**Ausgewählter Auszug**

Kritik am Grass-Prosa-Gedicht: Was gesagt werden muss (meine ich nun auch)

Der Vierzeiler der ersten Strophe kommt nicht mehr vor, Fünf- und Sechszeiler folgen willkürlich. Gesetzmäßigkeit ist schwer zu finden, also ist es kein herkömmliches Gedicht, sondern ein Prosa-Gedicht, eine Form, die Grass schon früher verwendet hat. Die Frage, ob es sich um ein Gedicht handelt, muss bejaht werden, Prosa-Gedichte sind inzwischen eine legitime Form.

Nun zum Inhalt. Grass stellt in 1-4 ein Ende in Aussicht und bezeichnet sich selbst mit etwas Glück als "Fußnoten-Überlebenden", eine witzige Vorstellung, da er bereits 85 Jahre alt ist (mein Respekt). Offenbar wollte er sich vor seinem Ableben schnell noch als "Überlebenden" deklarieren und sich den Shoah-Überlebenden an die Seite schummeln. Diese Vorstellung ist nun aber erst recht aberwitzig, da er SS-Mann war.

**Extrahierte Datensätze**
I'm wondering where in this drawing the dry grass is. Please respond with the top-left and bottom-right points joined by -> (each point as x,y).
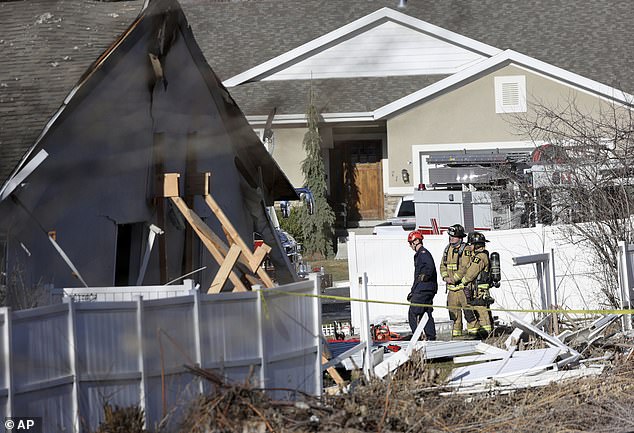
174,348 -> 634,433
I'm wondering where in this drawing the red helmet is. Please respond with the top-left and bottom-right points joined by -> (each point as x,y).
407,230 -> 423,244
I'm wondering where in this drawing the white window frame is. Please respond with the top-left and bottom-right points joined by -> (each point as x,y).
494,75 -> 526,114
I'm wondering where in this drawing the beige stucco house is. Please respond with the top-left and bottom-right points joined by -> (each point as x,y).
209,2 -> 631,221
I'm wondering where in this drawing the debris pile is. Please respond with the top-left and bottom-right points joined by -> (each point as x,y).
174,316 -> 634,433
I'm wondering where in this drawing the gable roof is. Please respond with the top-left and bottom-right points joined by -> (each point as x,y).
175,0 -> 634,120
372,50 -> 634,119
223,7 -> 500,87
0,0 -> 141,186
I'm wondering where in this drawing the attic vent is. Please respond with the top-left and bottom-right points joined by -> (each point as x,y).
495,75 -> 526,113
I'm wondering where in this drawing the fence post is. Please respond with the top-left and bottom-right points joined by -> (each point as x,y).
359,272 -> 372,380
194,290 -> 205,394
617,241 -> 632,331
0,307 -> 13,417
68,297 -> 80,433
251,284 -> 267,388
308,274 -> 320,396
135,295 -> 148,428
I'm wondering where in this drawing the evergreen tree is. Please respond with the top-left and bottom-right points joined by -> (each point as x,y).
301,88 -> 335,258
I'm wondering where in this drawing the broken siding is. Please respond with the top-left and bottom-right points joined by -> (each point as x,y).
3,1 -> 295,287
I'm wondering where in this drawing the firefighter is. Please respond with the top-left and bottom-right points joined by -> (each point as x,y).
440,224 -> 480,337
407,230 -> 438,340
461,232 -> 493,336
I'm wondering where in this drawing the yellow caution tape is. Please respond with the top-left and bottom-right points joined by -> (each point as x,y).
266,289 -> 634,314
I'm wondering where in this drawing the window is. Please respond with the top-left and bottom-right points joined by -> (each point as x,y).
114,223 -> 145,286
495,75 -> 526,113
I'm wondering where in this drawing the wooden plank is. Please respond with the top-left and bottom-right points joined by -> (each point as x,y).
170,197 -> 247,291
207,244 -> 244,293
185,173 -> 211,196
321,353 -> 346,385
156,173 -> 181,197
205,195 -> 275,288
249,244 -> 271,270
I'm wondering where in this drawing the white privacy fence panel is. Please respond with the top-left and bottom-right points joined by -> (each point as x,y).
50,280 -> 195,304
0,281 -> 321,432
348,226 -> 601,327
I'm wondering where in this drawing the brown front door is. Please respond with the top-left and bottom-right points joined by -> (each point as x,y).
331,140 -> 383,221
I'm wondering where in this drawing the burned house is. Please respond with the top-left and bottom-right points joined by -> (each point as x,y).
0,0 -> 297,296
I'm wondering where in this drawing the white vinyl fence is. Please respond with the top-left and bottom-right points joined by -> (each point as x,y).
348,226 -> 634,327
0,281 -> 322,432
51,280 -> 195,304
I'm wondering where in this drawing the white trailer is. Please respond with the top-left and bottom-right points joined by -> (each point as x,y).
414,190 -> 494,234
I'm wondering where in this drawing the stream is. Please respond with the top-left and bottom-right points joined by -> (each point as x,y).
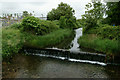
2,28 -> 120,78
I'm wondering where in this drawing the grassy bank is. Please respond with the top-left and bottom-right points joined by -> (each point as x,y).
79,34 -> 119,55
1,27 -> 73,59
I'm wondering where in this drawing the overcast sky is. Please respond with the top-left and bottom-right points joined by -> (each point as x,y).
0,0 -> 95,19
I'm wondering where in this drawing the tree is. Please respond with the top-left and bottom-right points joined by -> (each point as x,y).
82,1 -> 105,30
106,2 -> 120,25
59,16 -> 67,28
47,2 -> 75,20
23,11 -> 29,17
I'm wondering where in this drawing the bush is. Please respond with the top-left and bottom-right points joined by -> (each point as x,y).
22,16 -> 58,35
24,29 -> 73,48
98,25 -> 120,40
9,23 -> 22,29
2,27 -> 24,58
79,35 -> 119,54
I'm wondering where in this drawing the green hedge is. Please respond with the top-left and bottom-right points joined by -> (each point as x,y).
98,25 -> 120,40
78,35 -> 120,54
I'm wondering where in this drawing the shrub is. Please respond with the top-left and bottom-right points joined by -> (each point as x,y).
9,23 -> 22,29
79,35 -> 119,54
22,16 -> 58,35
2,27 -> 24,58
98,25 -> 120,40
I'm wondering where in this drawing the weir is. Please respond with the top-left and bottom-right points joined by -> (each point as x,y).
24,28 -> 106,65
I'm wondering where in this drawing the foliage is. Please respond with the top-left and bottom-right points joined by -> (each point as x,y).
22,11 -> 32,17
22,16 -> 58,35
98,24 -> 120,40
106,2 -> 120,25
59,16 -> 67,28
47,2 -> 75,20
78,35 -> 119,54
24,29 -> 73,48
9,23 -> 22,29
82,2 -> 104,32
2,27 -> 24,58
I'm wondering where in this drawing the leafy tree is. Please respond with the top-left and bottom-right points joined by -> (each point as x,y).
47,2 -> 75,20
59,16 -> 67,28
82,1 -> 105,31
23,11 -> 29,17
106,2 -> 120,25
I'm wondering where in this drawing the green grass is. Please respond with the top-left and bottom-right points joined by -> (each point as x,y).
1,27 -> 24,58
0,27 -> 73,59
78,34 -> 119,55
24,29 -> 73,48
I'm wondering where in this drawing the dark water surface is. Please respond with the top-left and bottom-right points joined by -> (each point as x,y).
2,28 -> 120,78
2,54 -> 120,78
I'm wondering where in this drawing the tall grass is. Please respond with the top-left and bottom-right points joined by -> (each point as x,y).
79,34 -> 119,55
0,24 -> 72,59
1,27 -> 24,58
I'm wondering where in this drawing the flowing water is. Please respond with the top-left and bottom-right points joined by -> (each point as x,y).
70,28 -> 82,53
2,28 -> 120,78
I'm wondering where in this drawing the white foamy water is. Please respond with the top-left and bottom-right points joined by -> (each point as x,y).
70,28 -> 82,53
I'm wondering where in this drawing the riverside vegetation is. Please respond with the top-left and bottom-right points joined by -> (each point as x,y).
78,2 -> 120,59
1,2 -> 120,62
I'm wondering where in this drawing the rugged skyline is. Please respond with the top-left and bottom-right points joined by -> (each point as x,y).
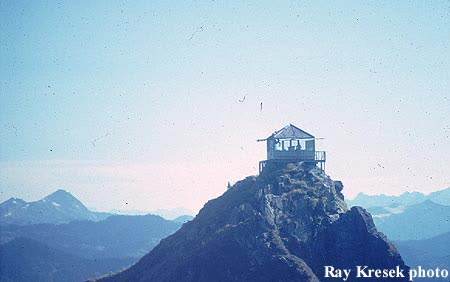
0,1 -> 450,214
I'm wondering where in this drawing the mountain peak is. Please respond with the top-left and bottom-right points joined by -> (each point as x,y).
95,163 -> 407,281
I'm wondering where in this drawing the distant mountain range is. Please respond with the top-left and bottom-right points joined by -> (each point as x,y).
0,215 -> 182,259
0,238 -> 135,282
0,190 -> 186,282
94,163 -> 408,282
345,188 -> 450,208
0,190 -> 111,225
395,232 -> 450,269
347,188 -> 450,240
394,232 -> 450,281
368,200 -> 450,240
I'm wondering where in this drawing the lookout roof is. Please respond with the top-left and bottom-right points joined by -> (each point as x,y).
269,124 -> 315,139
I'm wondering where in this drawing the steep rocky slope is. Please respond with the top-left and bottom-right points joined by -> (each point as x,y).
95,164 -> 407,281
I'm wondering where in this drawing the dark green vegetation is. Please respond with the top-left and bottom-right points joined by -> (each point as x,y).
95,164 -> 407,281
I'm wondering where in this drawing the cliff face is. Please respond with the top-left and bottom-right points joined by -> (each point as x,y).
96,164 -> 407,281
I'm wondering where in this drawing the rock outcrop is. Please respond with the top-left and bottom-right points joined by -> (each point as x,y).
94,163 -> 407,281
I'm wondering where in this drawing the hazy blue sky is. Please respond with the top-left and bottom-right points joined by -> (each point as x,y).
0,0 -> 450,215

**Deine Aufgabe**
Setze die Kritik am Grass-Prosa-Gedicht nach ihrem letzten Satz fort. Die Datensätze haben eine andere Herkunft als der Auszug.

**Ergebnis**
In 5-10 beschäftigt er sich mit dem atomaren Erstschlag, den alle Atombomben-Länder zur Abschreckung beanspruchen. Hitler hätte den Erstschlag durchgeführt, wenn er gekonnt hätte. Seine fieberhaften Versuche liefen alle in Richtung einer solchen "Wunderwaffe". Vor der Abschreckung wagte den Erstschlag nur eine einzige Nation, aber auch nur deshalb, weil sie damals die einzige Atom-Macht war. Sobald ein Gleichgewicht des Schreckens entstand, wagte kein Land mehr den Erstschlag. Am wenigsten ist Israel ein solcher Erstschlag zuzutrauen. Angriffe auf Nuklear-Anlagen des Iran könnten allenfalls mit konventionellen Waffen durchgeführt werden. Die Atombombe ist Tabu, weil die eigene Existenz extrem gefährdet wäre. Kein Israeli würde das iranische Volk "auslöschen" können und wollen. Dann frage ich mich, warum Grass dieses Gedicht überhaupt geschrieben hat. Vielleicht findet sich am Ende eine Antwort.

In 11-16 beschreibt Grass einen alten Hut, nämlich dass Israel über Atom-Waffen verfügt, die angesichts seiner Bedrängtheit in der Arabischen Welt als Abschreckung dienen. Diese Tatsache rechtfertigt ein solches Prosa-Gedicht jedenfalls nicht. Dann würden wir ein Gedicht Pakistan, Indien, Nordkorea etc. erwarten, wo der Finger am Atom-Abzug wesentlich lockerer und zittriger hantiert als ausgerechnet in Israel.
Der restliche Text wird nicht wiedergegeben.